• _Short exercise 1_: Count the lines in the records below that contain the string "photo", matching case exactly, and give only that number.

• _Excerpted passage_:
..............................

Your cool side should be in the seventies, I idea of temp and humidity choices, is to allow a range, not hot all over. Room temps with a small(1/4 of the cage) hot area, that it can regulate its temps. Not sit and bake.

Of course you can argue this and that. And you could be right not all of them do that, such is behavior, behavior does not have to have the same reaction. The reality is, yours is doing that and that is what is important now. Off to a good vet.

In fact, a vet check should be part of buying any animal your not proficient with. Best of luck

monitorguy69 Jun 23, 2013 09:57 AM

Great I will lower the cool end temps and see how that works, thank you very much.

FR Jun 23, 2013 05:51 PM

I think its a good idea to see a vet, most of the imports are compromised. Best wishes

murrindindi Jun 23, 2013 11:11 AM

[QUOTE]:
basking spot 125 - 133
ambient temps 88 - 93 (hot side)/82 - 78 (cool side)
humidity 50% hot side/75% cool side
6 inches of packed down dirt
a hide
water bowl
and i have a black garbage bag at one end of the tank so people walking by do not disturb or stress him out.

..............................

• _Listed records_:

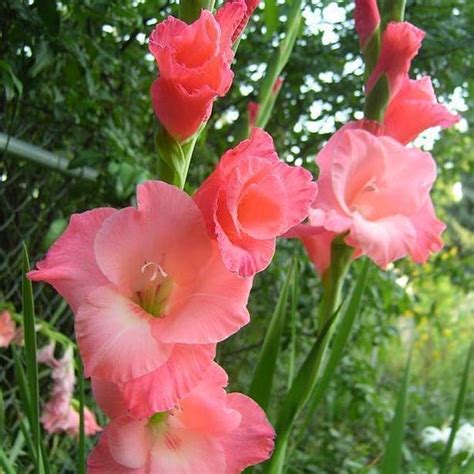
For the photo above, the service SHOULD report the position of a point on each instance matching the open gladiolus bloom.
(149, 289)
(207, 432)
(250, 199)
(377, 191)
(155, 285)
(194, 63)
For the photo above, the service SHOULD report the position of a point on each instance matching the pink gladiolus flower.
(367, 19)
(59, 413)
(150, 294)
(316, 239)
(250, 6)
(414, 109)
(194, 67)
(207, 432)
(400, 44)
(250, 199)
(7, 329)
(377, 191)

..............................

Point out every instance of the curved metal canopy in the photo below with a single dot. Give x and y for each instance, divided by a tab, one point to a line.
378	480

..............................

• _Short exercise 2_: Copy a portion of the reptile enclosure discussion above word for word, starting at the words "Of course you" and stopping after the words "a good vet.".

• _Correct response 1_: 3

• _Correct response 2_:
Of course you can argue this and that. And you could be right not all of them do that, such is behavior, behavior does not have to have the same reaction. The reality is, yours is doing that and that is what is important now. Off to a good vet.